[START OF DATA LISTING]

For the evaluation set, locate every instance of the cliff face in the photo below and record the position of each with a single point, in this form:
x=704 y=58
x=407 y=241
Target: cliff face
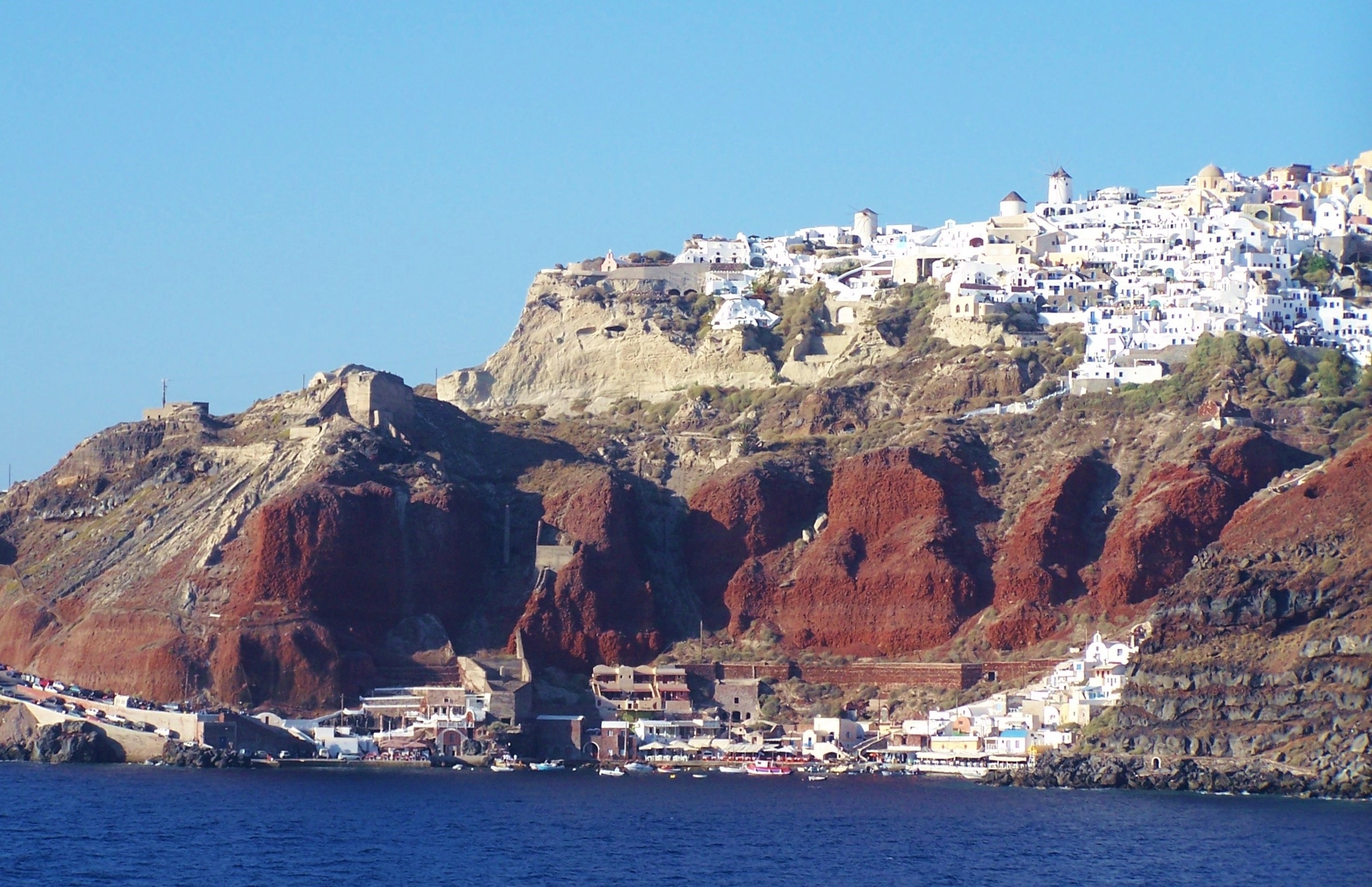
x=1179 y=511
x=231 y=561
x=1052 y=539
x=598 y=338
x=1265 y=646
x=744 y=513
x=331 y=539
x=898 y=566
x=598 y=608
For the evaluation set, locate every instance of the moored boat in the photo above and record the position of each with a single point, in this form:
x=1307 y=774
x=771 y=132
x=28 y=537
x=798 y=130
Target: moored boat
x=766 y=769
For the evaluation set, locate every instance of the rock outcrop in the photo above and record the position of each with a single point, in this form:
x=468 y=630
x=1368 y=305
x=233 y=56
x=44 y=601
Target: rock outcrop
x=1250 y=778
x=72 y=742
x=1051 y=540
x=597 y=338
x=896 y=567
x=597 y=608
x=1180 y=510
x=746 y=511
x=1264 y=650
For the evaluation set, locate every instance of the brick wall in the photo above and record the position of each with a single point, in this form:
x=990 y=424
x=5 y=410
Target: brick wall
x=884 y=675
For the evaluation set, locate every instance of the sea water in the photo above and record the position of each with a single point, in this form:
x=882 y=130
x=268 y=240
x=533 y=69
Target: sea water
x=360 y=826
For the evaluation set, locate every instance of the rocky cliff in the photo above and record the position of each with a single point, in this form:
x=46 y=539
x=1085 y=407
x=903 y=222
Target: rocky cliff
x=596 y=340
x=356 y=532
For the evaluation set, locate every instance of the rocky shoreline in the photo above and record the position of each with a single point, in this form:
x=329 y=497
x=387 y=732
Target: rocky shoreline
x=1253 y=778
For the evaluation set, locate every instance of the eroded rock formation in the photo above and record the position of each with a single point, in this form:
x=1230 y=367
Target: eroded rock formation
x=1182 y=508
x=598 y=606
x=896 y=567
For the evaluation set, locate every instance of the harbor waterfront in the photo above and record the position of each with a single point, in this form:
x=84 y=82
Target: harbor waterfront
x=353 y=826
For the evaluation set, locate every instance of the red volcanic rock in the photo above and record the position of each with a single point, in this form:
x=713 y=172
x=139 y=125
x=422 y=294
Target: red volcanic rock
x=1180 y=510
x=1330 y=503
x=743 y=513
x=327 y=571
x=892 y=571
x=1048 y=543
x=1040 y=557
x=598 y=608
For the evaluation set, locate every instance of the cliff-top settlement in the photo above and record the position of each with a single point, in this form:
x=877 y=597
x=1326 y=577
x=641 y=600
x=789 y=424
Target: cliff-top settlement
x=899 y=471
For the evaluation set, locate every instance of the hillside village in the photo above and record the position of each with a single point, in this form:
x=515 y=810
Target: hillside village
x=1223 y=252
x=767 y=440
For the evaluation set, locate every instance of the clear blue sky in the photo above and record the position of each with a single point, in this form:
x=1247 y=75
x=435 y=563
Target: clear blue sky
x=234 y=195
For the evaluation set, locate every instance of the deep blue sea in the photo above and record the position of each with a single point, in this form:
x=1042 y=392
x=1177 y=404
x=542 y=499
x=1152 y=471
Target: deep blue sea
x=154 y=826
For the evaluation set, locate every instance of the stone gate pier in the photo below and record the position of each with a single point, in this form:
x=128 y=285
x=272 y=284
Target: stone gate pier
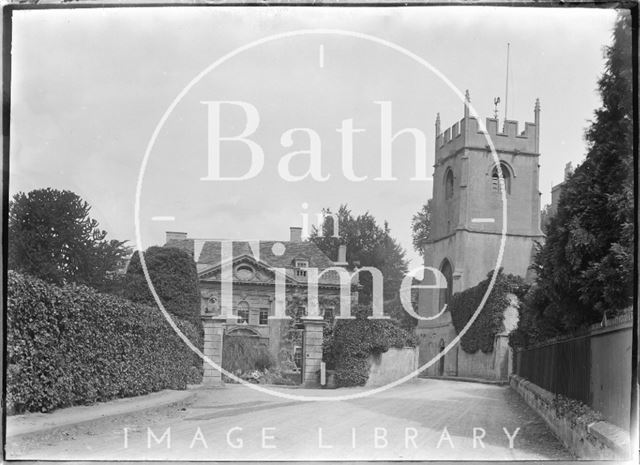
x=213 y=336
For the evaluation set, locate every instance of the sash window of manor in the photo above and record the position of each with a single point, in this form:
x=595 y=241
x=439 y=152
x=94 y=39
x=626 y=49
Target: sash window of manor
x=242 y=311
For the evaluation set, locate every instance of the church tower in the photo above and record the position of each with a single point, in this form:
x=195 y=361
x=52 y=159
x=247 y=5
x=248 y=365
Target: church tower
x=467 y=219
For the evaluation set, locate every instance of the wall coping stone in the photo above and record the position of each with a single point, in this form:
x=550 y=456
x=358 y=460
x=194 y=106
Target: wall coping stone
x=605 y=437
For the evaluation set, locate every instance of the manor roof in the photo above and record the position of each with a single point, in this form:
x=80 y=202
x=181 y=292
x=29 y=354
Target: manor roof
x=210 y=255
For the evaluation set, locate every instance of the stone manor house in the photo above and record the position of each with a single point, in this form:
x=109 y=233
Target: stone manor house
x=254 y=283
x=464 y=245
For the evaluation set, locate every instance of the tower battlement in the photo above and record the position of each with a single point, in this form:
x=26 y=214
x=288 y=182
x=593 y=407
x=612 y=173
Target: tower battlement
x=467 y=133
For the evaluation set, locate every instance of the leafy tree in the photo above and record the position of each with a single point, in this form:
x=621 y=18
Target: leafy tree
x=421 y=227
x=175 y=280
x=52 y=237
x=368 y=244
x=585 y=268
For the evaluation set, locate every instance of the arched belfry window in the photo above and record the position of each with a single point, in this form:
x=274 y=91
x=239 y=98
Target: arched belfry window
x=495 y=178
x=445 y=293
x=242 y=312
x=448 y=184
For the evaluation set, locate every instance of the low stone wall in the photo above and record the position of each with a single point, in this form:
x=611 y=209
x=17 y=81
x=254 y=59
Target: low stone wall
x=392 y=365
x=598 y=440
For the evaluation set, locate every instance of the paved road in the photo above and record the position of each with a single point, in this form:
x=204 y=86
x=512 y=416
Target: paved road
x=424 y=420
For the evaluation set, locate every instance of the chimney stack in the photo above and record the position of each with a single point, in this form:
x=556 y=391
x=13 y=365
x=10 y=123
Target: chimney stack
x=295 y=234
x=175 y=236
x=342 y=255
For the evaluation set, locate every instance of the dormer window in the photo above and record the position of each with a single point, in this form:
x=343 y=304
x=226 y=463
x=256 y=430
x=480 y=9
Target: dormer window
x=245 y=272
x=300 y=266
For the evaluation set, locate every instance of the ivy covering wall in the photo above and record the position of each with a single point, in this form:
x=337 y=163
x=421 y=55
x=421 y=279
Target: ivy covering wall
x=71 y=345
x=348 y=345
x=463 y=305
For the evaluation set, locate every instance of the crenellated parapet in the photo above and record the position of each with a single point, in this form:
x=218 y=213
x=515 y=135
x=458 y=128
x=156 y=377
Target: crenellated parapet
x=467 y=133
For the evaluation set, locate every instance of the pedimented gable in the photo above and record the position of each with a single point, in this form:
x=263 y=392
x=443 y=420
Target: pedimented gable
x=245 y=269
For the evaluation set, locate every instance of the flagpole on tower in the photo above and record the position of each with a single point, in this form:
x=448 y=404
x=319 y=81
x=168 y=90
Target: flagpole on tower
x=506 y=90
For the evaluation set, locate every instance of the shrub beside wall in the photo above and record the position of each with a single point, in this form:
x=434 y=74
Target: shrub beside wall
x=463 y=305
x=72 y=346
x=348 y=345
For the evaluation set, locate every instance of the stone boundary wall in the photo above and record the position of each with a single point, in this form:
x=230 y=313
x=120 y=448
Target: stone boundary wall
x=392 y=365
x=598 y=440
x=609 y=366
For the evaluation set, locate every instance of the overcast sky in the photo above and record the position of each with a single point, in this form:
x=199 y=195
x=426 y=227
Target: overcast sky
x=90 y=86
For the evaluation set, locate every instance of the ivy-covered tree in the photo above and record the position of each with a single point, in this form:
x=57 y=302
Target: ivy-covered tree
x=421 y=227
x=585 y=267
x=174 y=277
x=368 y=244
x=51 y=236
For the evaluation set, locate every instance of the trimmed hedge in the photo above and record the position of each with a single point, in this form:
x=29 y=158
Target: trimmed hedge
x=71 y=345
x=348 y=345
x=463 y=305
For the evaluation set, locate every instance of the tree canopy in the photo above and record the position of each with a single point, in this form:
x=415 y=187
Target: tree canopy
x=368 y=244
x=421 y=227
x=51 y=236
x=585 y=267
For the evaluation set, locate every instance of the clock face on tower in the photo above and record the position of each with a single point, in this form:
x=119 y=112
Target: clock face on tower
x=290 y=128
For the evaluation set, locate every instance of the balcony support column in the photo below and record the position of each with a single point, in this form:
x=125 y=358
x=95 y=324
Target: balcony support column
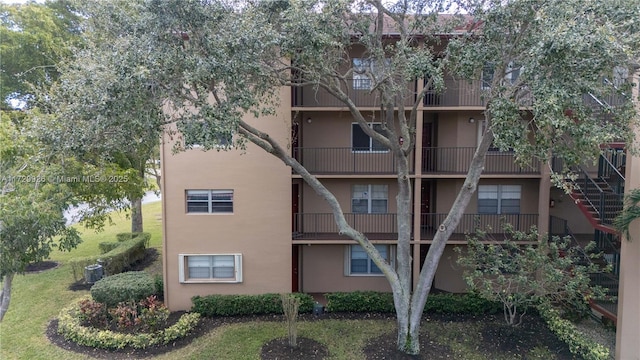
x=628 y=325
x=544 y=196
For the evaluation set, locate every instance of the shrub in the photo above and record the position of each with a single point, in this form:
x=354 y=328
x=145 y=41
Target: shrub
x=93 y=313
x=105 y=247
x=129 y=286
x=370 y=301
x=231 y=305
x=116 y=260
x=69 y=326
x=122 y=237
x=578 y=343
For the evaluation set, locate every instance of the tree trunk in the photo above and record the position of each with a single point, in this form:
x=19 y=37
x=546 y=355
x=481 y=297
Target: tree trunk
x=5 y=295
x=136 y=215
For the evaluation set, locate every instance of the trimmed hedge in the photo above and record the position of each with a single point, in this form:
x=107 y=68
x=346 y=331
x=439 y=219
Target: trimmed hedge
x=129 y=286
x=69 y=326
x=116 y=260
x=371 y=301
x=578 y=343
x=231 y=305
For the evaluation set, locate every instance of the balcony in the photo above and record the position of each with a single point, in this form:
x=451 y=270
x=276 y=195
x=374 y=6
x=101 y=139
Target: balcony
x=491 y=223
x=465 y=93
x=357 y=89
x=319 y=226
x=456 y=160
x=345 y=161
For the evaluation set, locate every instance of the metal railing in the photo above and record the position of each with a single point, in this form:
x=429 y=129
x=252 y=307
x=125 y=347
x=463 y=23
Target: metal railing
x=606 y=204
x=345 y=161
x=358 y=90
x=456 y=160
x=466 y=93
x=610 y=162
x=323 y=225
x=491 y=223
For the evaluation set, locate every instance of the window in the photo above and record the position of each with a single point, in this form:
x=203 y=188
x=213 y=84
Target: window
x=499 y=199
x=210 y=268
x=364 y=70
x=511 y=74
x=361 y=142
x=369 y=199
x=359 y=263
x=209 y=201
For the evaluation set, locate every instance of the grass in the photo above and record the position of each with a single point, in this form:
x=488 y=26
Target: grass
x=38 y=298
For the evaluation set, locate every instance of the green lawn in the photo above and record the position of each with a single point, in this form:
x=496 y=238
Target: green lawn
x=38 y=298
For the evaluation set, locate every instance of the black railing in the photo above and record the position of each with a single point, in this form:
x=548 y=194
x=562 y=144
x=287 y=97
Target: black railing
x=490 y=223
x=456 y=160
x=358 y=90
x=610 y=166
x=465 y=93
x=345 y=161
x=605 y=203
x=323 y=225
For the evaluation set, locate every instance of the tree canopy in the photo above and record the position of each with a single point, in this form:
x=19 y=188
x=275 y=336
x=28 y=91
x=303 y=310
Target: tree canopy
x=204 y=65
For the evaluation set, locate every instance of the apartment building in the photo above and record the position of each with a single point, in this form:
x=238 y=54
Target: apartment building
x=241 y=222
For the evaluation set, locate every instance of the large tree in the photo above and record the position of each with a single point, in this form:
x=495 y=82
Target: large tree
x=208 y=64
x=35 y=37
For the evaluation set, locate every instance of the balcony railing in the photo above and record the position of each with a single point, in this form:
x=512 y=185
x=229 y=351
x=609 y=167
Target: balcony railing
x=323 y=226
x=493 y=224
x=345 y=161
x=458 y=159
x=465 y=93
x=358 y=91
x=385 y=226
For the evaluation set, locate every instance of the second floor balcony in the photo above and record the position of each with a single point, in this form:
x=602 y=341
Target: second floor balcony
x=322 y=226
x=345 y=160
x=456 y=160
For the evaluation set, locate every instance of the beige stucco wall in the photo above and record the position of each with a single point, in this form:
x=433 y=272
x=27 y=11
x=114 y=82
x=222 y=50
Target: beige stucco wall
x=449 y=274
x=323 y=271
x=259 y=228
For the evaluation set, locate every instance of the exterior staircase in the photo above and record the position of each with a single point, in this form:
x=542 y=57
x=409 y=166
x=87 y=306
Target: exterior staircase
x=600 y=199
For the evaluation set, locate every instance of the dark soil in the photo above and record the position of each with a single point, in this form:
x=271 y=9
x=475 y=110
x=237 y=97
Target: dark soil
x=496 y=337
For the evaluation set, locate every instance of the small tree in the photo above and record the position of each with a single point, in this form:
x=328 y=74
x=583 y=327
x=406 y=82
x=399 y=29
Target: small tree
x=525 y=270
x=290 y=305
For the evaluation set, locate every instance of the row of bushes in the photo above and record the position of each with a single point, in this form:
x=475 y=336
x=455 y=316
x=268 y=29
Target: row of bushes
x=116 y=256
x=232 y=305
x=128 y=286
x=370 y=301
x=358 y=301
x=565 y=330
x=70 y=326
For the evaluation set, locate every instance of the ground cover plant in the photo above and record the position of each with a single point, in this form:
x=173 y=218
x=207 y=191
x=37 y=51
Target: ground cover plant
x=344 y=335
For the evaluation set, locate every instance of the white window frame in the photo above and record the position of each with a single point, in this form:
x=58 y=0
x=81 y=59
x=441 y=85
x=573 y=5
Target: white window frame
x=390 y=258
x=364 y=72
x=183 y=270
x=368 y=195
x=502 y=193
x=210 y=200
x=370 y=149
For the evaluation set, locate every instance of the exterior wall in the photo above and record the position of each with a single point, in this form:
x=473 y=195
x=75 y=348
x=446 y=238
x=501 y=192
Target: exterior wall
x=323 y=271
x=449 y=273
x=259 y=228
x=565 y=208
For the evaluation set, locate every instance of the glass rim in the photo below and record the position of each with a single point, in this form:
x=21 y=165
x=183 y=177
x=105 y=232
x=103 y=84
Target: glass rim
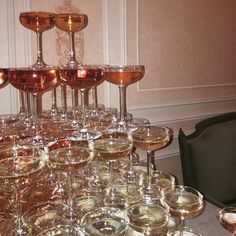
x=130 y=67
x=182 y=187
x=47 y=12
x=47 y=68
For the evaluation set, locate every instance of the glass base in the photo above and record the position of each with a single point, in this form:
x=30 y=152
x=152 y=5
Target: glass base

[END OF DATA LISTING]

Starting with the line with "For the evaluation set, locate every instance of the eroded" and going on through the line with "x=353 y=826", rewrite those lines with "harbor waterfront" changed to "harbor quayside" and nothing else altered.

For the evaluation set, locate every instance of the eroded rock formation in the photo above and record the position of each with a single point, in this form:
x=1230 y=367
Target: eroded rock formation
x=1182 y=508
x=598 y=606
x=896 y=567
For the evaluation set, locate every instance of the harbor quayside in the photo above and record the position of each with a single point, in this form:
x=84 y=82
Target: harbor quayside
x=353 y=826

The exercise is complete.